ENTRIES SHOWN:
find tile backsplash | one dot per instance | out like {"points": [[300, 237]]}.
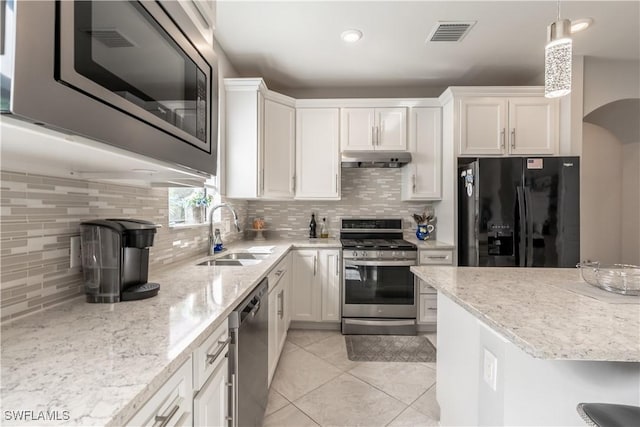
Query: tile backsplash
{"points": [[365, 193], [39, 216]]}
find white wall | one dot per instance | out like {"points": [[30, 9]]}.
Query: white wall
{"points": [[609, 80], [225, 70], [630, 204], [601, 196]]}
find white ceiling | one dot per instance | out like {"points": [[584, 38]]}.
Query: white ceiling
{"points": [[296, 45]]}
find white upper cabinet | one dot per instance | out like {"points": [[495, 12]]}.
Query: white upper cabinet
{"points": [[279, 146], [379, 129], [508, 126], [317, 153], [533, 126], [482, 126], [422, 178], [260, 128]]}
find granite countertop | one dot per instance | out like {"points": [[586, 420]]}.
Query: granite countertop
{"points": [[427, 244], [534, 309], [101, 362]]}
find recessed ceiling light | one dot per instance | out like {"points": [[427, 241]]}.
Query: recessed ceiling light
{"points": [[351, 36], [582, 24]]}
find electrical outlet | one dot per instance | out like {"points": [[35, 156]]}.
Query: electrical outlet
{"points": [[74, 258], [490, 369]]}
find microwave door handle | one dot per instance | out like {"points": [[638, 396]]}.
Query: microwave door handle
{"points": [[355, 263], [522, 232]]}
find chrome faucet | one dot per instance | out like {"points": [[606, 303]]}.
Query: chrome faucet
{"points": [[235, 221]]}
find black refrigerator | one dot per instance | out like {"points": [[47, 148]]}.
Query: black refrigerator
{"points": [[519, 212]]}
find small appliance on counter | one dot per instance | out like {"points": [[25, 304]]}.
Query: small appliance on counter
{"points": [[115, 259]]}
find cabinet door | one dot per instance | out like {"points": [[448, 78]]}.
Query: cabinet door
{"points": [[356, 129], [391, 129], [329, 267], [317, 153], [482, 126], [244, 113], [281, 319], [422, 178], [172, 401], [210, 407], [278, 151], [274, 306], [305, 293], [533, 126]]}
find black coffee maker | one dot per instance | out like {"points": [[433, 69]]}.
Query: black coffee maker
{"points": [[115, 259]]}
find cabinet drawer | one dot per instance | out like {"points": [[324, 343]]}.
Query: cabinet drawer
{"points": [[171, 404], [438, 257], [210, 354], [426, 289], [428, 309]]}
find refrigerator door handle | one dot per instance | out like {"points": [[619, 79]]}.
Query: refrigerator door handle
{"points": [[522, 235], [527, 199]]}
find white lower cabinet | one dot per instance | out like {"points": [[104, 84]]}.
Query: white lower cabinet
{"points": [[211, 379], [279, 285], [211, 403], [428, 296], [315, 286], [172, 403]]}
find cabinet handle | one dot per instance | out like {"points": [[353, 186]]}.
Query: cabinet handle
{"points": [[212, 357], [164, 419], [232, 386]]}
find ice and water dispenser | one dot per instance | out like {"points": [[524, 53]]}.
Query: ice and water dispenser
{"points": [[115, 259]]}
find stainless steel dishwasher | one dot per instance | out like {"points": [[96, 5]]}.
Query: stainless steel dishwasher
{"points": [[249, 329]]}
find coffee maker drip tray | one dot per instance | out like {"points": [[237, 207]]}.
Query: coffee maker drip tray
{"points": [[141, 291]]}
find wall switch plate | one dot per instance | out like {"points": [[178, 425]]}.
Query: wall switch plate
{"points": [[74, 259], [490, 369]]}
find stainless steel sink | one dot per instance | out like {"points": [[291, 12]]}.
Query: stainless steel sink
{"points": [[238, 259], [240, 255]]}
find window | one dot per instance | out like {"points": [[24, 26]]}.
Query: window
{"points": [[190, 206]]}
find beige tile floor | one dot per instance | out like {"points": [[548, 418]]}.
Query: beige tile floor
{"points": [[315, 384]]}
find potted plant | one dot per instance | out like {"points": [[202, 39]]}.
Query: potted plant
{"points": [[199, 202]]}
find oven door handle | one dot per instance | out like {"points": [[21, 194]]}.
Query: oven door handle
{"points": [[381, 263]]}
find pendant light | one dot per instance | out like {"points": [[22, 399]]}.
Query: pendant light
{"points": [[557, 58]]}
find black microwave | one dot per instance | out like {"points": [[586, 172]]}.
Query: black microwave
{"points": [[121, 72]]}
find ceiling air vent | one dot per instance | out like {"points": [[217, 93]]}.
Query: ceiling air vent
{"points": [[110, 37], [450, 31]]}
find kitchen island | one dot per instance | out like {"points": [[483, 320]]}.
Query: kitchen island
{"points": [[517, 347]]}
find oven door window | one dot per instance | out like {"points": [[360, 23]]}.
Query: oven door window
{"points": [[122, 55], [378, 285]]}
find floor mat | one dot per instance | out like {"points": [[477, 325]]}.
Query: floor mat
{"points": [[389, 348]]}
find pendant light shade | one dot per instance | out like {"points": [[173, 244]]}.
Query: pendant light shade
{"points": [[557, 59]]}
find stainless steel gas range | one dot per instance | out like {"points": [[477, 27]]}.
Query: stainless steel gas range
{"points": [[378, 290]]}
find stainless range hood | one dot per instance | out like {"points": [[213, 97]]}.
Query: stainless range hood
{"points": [[378, 159]]}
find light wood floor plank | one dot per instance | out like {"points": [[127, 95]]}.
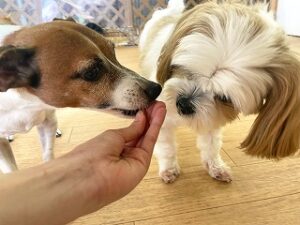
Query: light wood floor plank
{"points": [[282, 210], [197, 191]]}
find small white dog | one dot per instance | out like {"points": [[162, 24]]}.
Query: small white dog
{"points": [[215, 61]]}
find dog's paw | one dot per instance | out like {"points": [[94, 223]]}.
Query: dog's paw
{"points": [[170, 175], [218, 172]]}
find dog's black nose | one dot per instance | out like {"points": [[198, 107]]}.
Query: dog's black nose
{"points": [[152, 91], [185, 106]]}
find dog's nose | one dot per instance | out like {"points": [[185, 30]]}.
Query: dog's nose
{"points": [[184, 105], [153, 90]]}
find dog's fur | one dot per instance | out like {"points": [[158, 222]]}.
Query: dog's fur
{"points": [[61, 64], [215, 61]]}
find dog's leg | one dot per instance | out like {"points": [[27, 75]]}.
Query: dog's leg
{"points": [[165, 152], [47, 132], [210, 145], [7, 159]]}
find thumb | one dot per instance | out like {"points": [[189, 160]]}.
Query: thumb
{"points": [[135, 130]]}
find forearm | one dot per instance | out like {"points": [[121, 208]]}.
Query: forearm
{"points": [[53, 193]]}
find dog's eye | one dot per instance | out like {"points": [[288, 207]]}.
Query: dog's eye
{"points": [[93, 73], [223, 98]]}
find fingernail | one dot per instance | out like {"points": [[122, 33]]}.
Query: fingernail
{"points": [[139, 115]]}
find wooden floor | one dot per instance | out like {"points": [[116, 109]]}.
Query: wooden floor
{"points": [[262, 192]]}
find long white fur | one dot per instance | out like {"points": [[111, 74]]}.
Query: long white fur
{"points": [[19, 112], [209, 59]]}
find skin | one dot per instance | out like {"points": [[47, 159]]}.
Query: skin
{"points": [[94, 174]]}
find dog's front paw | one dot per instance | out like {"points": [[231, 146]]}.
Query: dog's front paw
{"points": [[170, 175], [218, 172]]}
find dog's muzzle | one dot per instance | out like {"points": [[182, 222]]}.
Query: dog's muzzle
{"points": [[185, 106], [152, 91]]}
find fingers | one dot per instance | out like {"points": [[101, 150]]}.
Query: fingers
{"points": [[156, 115], [135, 130]]}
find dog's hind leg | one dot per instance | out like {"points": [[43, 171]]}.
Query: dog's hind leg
{"points": [[47, 132], [210, 145], [7, 159]]}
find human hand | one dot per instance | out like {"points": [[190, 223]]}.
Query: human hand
{"points": [[120, 158]]}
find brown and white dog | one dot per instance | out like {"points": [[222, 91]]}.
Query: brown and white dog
{"points": [[61, 64], [215, 61]]}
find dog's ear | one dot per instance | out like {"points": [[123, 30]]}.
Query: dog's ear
{"points": [[276, 130], [18, 68]]}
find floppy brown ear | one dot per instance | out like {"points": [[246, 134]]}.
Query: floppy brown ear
{"points": [[276, 130], [18, 68]]}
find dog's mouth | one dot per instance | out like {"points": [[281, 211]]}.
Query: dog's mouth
{"points": [[127, 112]]}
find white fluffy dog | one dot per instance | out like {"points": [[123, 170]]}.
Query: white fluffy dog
{"points": [[215, 61]]}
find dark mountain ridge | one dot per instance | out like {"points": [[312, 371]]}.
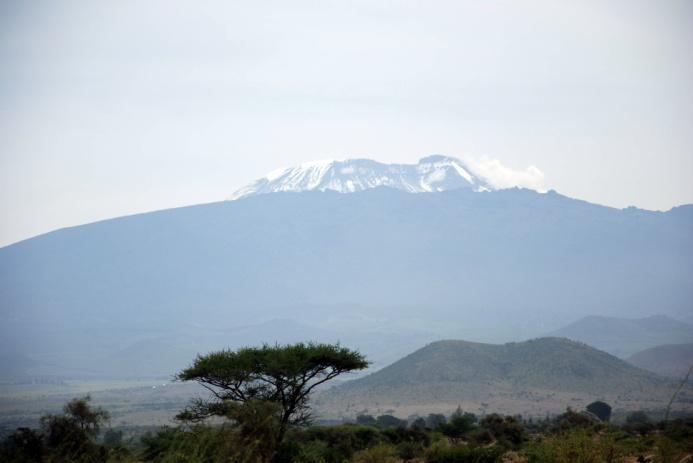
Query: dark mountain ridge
{"points": [[535, 376], [493, 266]]}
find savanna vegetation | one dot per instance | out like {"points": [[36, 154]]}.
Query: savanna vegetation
{"points": [[258, 411]]}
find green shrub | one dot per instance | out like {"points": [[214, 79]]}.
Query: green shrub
{"points": [[445, 452], [381, 453]]}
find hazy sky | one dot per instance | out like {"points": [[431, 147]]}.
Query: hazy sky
{"points": [[115, 107]]}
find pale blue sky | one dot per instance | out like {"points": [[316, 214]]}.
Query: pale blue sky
{"points": [[115, 107]]}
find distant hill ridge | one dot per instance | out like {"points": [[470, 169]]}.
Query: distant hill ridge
{"points": [[520, 376], [495, 266], [672, 360], [625, 336]]}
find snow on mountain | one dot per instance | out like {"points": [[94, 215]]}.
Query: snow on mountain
{"points": [[433, 173]]}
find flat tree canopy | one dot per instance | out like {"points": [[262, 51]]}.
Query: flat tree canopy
{"points": [[284, 374]]}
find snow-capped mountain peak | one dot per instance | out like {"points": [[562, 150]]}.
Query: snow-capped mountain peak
{"points": [[430, 174]]}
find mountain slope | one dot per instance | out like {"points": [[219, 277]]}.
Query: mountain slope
{"points": [[625, 336], [433, 173], [521, 377], [671, 360], [494, 266]]}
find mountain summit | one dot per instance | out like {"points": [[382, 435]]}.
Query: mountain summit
{"points": [[430, 174]]}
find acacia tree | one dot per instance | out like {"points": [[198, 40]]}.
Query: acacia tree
{"points": [[284, 375]]}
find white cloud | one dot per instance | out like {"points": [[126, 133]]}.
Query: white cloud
{"points": [[501, 176]]}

EXERCISE DESCRIPTION: Starting at the line that contains "find white fluffy", write out every line through the end of the entries, both ends included, without any pictures.

COMPLETED TASK:
find white fluffy dog | one dot per instance | out like {"points": [[123, 170]]}.
Query: white fluffy dog
{"points": [[215, 61]]}
find dark mountain ridge | one dot per instance | out like {"points": [[312, 371]]}.
Query: dark mountain ridge
{"points": [[535, 376], [493, 266]]}
find savanna vegetation | one dot per instance | out like {"points": [[36, 154]]}.
Query: savanna vegetation
{"points": [[258, 411]]}
find green shrub | one dot per instance | out like {"points": [[214, 79]]}.
Query: green shrub
{"points": [[445, 452], [381, 453]]}
find hazy sky | one dot per instance | out like {"points": [[431, 147]]}.
Query: hazy sky
{"points": [[115, 107]]}
find pale blue sky | one dot per instance | out like {"points": [[316, 214]]}.
Query: pale blue sky
{"points": [[115, 107]]}
find distant hill ridge | one dot per instance | out like {"points": [[470, 169]]}.
Query: distant hill ridge
{"points": [[520, 376], [495, 266], [672, 360], [625, 336]]}
find snow on mountain | one dot per instance | out like {"points": [[94, 215]]}.
Query: snow on mountain
{"points": [[433, 173]]}
find flat tree canopy | one dot per instance | out like {"points": [[262, 51]]}.
Query: flat tree canopy
{"points": [[284, 374]]}
find snow-capped mountain peak | one dot per instance | out like {"points": [[562, 150]]}.
Query: snow-capped mountain peak
{"points": [[430, 174]]}
find mountain slope | one dot per instance | out like {"points": [[219, 277]]}.
Query: mountain slope
{"points": [[625, 336], [433, 173], [521, 377], [671, 360], [494, 266]]}
find mountain summit | one dot per instance | out like {"points": [[382, 435]]}.
Query: mountain summit
{"points": [[430, 174]]}
find acacia tree | one dot per instance | out like {"points": [[198, 40]]}.
Query: acacia tree
{"points": [[284, 375]]}
find white cloud | one dot per instance | out like {"points": [[126, 133]]}.
Query: white cloud
{"points": [[501, 176]]}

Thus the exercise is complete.